> [CONSIGNE DONNÉE A]: D'après le texte sur la rivalité entre Nike et Adidas, combien Nike dépensait-il chaque année pour financer des programmes d'été, selon le Chicago Sun-Times ?

> [PASSAGE DU TEXTE]:
◆ ◆ ◆
Une importante réunion des représentants de Nike a eu lieu à l’automne suivant. Le président, Phil Knight, s’est adressé à plusieurs entraîneurs de lycée influents que sa société parrainait. À l’époque, Nike dépensait 4 millions de dollars par an pour financer des programmes d’été, selon le Chicago Sun-Times. Pourtant, l’entreprise avait récemment perdu un fameux groupe de joueurs sur le point de passer pros : Kevin Garnett, Kobe Bryant et Jermaine O’Neal, qui avaient tous signé avec Adidas. Sonny Vaccaro, le légendaire responsable de la célèbre chaussure qui avait attiré Michael Jordan chez Nike, travaillait maintenant pour Adidas et aidait la marque à faire son trou. Pour contrer cette incursion, Nike est devenu plus agressif et a embauché plus d’employés et de « consultants », afin d’accaparer le circuit AAU. Les programmes d’été sont devenus un signe d’allégeance. Si un joueur participait au camp ABCD à Teaneck, dans le New Jersey, il était considéré comme un joueur Adidas. S’il jouait au Nike All-America Camp à Indianapolis, il se consacrait à la marque à la virgule. « C’est à cause de nous qu’il y a eu toutes ces histoires, soupire Young. C’est nous qui avons commencé la guerre Nike-Adidas. Moi, Corey, JaRon et Al [Harrington], Rashard [Lewis]. »

Piggie Sr. a fait partie des nombreuses personnes recrutées par Nike, et CMH est rapidement devenu une équipe de stars itinérante pleine de futurs joueurs de haut niveau. « On vivait dans le luxe, confie Laverne Smith, cousin d’Earl Watson, qui a joué avec CMH pendant une demi-saison. On voyageait en première classe. On dormait dans des hôtels cinq étoiles. C’était comme la fac ou la NBA. Nous étions en avance sur notre temps. »

Les équipes adverses connaissaient et respectaient l’équipe bien avant leur arrivée au gymnase. « On n’était intimidés par personne, assure Piggie. Quand [il] arrivait sur le terrain, personne n’était meilleur que Korleone Young. À part un autre joueur que je ne vais pas mentionner. Ils avaient le même niveau, mais ils ont fait beaucoup de choses différemment. Ils étaient tous les deux au-dessus des autres. » Maurice Taylor, qui entraînait aux côtés de Piggie, affirme que Young abordait les matchs le jeu avec l’attitude d’un boxeur se préparant à disputer le combat de sa vie. « C’était le patron. Les autres devaient suivre. » Grant et Nike ont finalement augmenté le salaire de Piggie, ce qui a beaucoup rapporté à Young. « On a signé avec Nike et c’était génial. Ma mère et moi avions une Altima flambant neuve. J’ai eu mon Impala de 82. Je n’ai jamais porté que des Nike. Ils nous offraient des coffrets de soins tous les deux mois. Des sacs pleins de trucs. Personne n’a plus d’influence que Nike. Pourquoi pensez-vous que tous les gosses portent des Jordan ? »
◆ ◆ ◆
> [Extrait du jeu de données]:
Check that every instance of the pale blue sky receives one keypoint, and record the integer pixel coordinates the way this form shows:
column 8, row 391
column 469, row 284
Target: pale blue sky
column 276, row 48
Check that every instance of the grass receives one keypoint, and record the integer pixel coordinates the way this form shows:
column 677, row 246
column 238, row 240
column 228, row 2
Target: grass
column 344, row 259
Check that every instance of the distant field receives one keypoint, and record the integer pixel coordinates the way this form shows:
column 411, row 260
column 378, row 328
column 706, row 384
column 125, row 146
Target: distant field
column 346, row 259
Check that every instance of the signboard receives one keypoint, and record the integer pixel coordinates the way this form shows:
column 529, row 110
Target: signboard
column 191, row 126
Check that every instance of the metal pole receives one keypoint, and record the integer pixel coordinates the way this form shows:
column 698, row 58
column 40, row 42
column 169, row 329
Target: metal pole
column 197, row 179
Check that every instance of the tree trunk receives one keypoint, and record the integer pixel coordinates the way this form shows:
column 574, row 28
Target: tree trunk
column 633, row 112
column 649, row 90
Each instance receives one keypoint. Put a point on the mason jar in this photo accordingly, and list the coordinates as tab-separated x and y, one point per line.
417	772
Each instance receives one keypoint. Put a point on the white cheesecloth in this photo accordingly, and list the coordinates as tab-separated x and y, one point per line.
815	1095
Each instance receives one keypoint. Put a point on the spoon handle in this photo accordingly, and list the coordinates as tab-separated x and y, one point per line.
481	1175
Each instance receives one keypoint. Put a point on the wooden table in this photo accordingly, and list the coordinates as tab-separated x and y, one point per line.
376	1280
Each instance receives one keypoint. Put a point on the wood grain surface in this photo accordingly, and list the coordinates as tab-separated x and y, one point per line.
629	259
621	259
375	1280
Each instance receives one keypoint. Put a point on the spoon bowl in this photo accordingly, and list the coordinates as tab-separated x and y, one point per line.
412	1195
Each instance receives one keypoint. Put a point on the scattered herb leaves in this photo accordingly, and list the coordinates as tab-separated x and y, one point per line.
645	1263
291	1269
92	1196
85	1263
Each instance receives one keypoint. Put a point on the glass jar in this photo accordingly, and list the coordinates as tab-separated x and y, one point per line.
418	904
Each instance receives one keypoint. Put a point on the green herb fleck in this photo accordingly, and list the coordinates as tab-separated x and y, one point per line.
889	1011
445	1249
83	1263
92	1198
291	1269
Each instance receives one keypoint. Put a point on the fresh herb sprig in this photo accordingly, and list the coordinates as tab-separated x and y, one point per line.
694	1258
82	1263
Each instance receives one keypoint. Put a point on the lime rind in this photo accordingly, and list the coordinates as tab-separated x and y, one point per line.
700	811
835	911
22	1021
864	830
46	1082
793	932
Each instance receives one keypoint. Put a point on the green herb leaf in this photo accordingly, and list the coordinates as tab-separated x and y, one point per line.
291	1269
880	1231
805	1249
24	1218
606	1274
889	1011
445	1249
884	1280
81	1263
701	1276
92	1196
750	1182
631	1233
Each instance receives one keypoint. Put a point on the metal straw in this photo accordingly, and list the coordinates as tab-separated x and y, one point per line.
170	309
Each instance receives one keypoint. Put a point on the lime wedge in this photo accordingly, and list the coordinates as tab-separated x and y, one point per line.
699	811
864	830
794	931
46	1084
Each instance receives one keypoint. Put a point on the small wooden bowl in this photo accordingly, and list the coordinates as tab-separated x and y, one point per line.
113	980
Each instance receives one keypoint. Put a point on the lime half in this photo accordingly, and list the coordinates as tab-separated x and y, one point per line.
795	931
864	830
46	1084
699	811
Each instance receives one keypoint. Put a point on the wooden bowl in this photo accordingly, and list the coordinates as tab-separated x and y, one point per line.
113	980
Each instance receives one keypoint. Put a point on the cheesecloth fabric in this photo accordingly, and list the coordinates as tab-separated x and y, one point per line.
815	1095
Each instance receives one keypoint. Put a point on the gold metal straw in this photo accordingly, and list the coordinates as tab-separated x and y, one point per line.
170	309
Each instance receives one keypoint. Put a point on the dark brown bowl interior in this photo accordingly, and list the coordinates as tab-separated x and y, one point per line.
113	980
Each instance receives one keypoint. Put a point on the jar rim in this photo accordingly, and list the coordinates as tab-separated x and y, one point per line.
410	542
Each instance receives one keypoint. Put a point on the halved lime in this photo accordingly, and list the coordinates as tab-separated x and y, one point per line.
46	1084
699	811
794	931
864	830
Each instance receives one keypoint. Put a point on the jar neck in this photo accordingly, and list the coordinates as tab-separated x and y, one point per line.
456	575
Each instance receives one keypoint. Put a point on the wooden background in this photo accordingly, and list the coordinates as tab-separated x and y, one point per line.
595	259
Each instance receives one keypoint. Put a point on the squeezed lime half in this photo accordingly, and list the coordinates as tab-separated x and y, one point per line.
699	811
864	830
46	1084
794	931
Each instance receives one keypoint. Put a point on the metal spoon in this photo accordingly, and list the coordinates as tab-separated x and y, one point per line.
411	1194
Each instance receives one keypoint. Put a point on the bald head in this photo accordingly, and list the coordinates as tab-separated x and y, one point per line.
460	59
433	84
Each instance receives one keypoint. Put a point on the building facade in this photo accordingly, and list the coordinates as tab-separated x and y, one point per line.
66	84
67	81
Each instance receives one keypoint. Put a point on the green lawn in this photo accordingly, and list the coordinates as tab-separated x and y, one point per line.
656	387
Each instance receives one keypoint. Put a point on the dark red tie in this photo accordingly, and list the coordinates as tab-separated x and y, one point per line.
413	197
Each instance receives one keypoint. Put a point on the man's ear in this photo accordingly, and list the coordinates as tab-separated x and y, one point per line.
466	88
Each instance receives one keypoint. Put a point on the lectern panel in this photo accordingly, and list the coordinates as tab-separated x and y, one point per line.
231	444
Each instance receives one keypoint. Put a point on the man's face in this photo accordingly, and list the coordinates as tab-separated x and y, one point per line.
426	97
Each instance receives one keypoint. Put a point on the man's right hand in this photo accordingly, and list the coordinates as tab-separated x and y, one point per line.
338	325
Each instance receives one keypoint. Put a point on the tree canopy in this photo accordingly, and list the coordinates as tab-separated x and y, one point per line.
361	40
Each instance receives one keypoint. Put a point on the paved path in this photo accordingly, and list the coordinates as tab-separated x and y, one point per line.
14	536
◆ ◆ ◆
> [CONSIGNE DONNÉE B]: Recopiez les entrées depuis la ligne qui contient "the man's face" jusqu'à la fin des entrées, en remplaçant "keypoint" par "landmark" sans rien changer d'autre.

> [RÉPONSE CORRECTE A]: 4 millions de dollars par an.

> [RÉPONSE CORRECTE B]:
Each instance receives one landmark. Put a point on the man's face in this photo accordingly, and list the coordinates as tab-separated x and y, one point per line.
426	97
Each instance receives one landmark. Put a point on the man's right hand in this photo accordingly, and list the coordinates as tab-separated x and y, one point per line.
338	325
Each instance receives one landmark. Put a point on the tree canopy in this photo accordingly, and list the coordinates as tab-separated x and y, one point per line.
361	40
Each instance receives one landmark. Put a point on the paved path in this photo accordingly, and list the coordinates as tab-separated x and y, one point per line.
14	536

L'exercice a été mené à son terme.